■ **WHAT YOU HAVE TO DO**
The line containing "of the yellow" and every line after it, through the last, are to be extracted exactly; no other lines belong in the answer.

***

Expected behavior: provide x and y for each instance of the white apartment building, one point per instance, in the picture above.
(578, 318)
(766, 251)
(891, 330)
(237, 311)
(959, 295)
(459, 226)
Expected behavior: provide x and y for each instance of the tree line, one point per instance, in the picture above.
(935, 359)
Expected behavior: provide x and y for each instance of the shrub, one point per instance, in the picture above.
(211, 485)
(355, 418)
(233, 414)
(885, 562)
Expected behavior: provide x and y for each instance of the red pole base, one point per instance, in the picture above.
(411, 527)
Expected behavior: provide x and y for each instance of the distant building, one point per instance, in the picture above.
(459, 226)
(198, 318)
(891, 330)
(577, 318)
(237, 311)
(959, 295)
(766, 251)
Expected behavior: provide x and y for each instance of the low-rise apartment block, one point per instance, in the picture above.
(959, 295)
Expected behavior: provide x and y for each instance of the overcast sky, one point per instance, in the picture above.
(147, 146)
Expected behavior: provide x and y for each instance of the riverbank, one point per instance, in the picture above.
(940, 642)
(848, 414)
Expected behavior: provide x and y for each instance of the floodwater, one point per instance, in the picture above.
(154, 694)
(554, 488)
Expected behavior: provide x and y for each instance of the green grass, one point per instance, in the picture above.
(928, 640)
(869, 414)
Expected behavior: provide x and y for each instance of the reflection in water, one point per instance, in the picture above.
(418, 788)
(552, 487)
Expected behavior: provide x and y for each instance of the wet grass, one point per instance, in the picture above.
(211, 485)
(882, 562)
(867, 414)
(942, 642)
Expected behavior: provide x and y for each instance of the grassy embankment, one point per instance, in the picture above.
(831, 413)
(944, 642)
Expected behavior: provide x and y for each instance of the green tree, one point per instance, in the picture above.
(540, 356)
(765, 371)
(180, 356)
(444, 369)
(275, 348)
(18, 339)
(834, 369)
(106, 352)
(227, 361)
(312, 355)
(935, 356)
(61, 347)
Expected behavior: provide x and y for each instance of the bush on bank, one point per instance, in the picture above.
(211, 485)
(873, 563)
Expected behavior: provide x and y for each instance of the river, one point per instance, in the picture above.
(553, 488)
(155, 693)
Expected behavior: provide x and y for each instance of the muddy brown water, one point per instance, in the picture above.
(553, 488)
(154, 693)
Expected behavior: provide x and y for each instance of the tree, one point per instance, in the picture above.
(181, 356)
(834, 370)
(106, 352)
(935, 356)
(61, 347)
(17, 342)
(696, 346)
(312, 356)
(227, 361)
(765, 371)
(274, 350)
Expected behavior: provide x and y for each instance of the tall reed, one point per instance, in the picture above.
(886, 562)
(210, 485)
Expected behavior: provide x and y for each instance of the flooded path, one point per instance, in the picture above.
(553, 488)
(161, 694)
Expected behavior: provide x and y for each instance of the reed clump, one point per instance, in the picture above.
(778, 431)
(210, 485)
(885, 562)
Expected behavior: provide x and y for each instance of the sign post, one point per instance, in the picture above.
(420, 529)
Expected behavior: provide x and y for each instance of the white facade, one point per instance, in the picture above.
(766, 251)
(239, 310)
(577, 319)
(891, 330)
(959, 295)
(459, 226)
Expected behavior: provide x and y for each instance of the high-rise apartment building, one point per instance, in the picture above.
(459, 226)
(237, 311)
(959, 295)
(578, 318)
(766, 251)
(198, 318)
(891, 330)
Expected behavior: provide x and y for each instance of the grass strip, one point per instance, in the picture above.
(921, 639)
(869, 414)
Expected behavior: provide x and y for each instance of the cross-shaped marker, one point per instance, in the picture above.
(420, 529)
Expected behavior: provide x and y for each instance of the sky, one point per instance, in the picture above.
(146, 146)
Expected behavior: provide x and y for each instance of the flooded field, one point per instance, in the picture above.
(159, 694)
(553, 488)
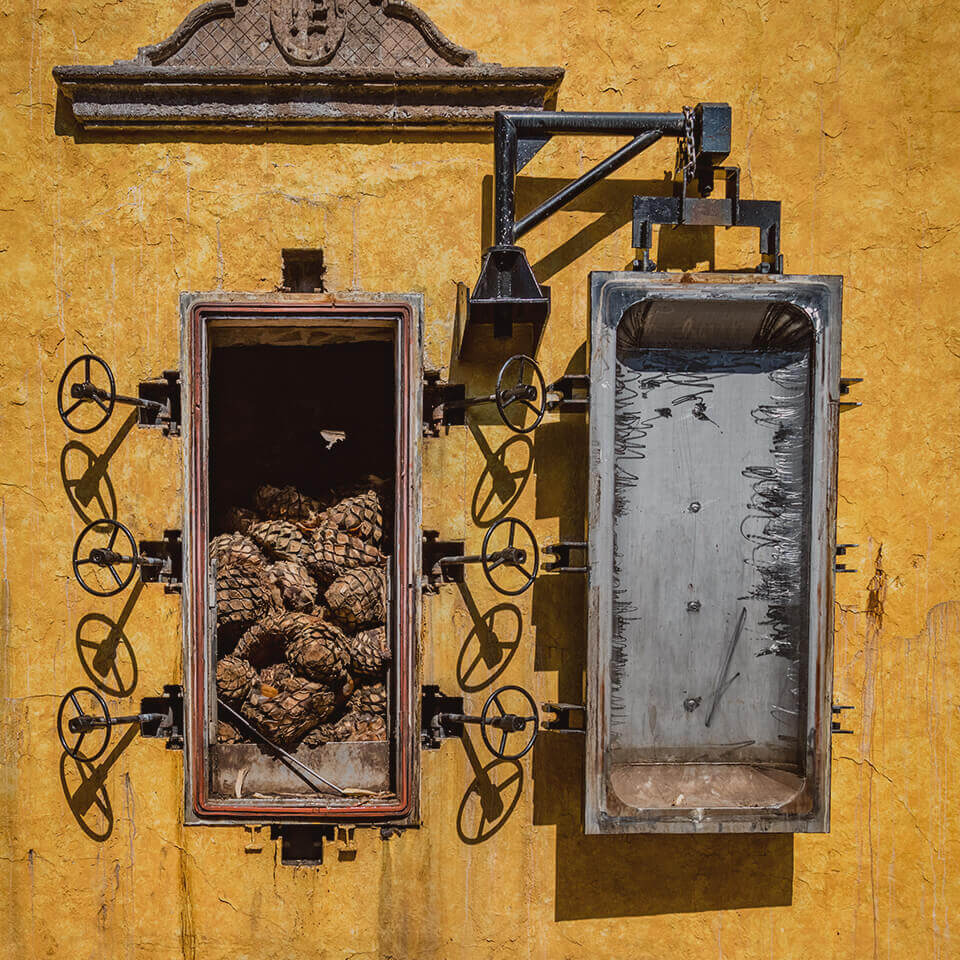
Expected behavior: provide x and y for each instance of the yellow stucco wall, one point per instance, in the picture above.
(847, 112)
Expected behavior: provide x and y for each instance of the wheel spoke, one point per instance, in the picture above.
(506, 783)
(487, 502)
(473, 666)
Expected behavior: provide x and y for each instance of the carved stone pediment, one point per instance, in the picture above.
(315, 62)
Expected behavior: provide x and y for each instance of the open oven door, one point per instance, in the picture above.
(714, 403)
(301, 425)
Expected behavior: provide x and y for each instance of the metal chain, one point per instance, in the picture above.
(686, 163)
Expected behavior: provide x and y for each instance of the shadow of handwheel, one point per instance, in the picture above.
(502, 481)
(83, 786)
(489, 800)
(484, 647)
(100, 643)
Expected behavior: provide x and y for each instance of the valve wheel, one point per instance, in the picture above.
(526, 561)
(490, 719)
(106, 557)
(531, 396)
(99, 712)
(85, 391)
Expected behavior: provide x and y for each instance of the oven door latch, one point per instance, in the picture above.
(87, 396)
(520, 390)
(570, 394)
(84, 723)
(509, 721)
(106, 558)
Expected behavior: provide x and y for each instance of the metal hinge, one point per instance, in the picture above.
(436, 573)
(562, 552)
(161, 407)
(842, 549)
(440, 403)
(838, 712)
(845, 384)
(574, 390)
(562, 717)
(434, 727)
(169, 551)
(163, 716)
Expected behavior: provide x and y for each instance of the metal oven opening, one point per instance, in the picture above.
(712, 425)
(303, 657)
(713, 457)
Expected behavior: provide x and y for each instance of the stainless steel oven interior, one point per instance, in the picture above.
(713, 427)
(321, 399)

***

■ **TASK RESULT**
Expected behavior: provide x and y for each instance of the yellow stucco wall, one point per instance, in the picture above.
(847, 112)
Expected behavior: provide x and y for each instance of the wheel spoke, one point per instance, in the picture above.
(506, 783)
(487, 502)
(473, 666)
Expected behavior: provide x and y for each instance of the carved stone pediment, one point per instance, in the picture above.
(315, 62)
Expected behavior: provide x and y for each instance of the open oven door, one point per instance, in the picture above.
(714, 403)
(301, 425)
Expected behavior: provide x and y for each instance of the metal chain, one point per instance, in the picture above.
(686, 163)
Expected behavior: provide x and y for each instance of the shadow of handwheel, one point per instance, in the picture above.
(502, 481)
(83, 786)
(489, 800)
(484, 647)
(100, 643)
Expected behavior: provide x and y for each instance of the valve wheel, one point per instance, in the picture above.
(526, 561)
(490, 719)
(106, 557)
(531, 396)
(99, 712)
(85, 391)
Expected behavior: provide x and y for each instance of the oven door latch, one point per instance, in the picture above.
(87, 396)
(520, 390)
(570, 394)
(84, 723)
(509, 721)
(106, 558)
Expected behavior: provide x and y for each instance of the metal hinge, one point per instance, in the picture above.
(436, 573)
(562, 552)
(161, 407)
(842, 549)
(440, 403)
(838, 712)
(845, 384)
(574, 390)
(562, 717)
(434, 727)
(169, 551)
(163, 716)
Expected behavior: provide x and y for each instance of the metal oven opening, one point per instance, in the picture above.
(712, 425)
(303, 657)
(713, 457)
Expected behavior: provide x and y for each instance of the stainless steel oven interior, one point per instance, in the picture above.
(713, 427)
(321, 399)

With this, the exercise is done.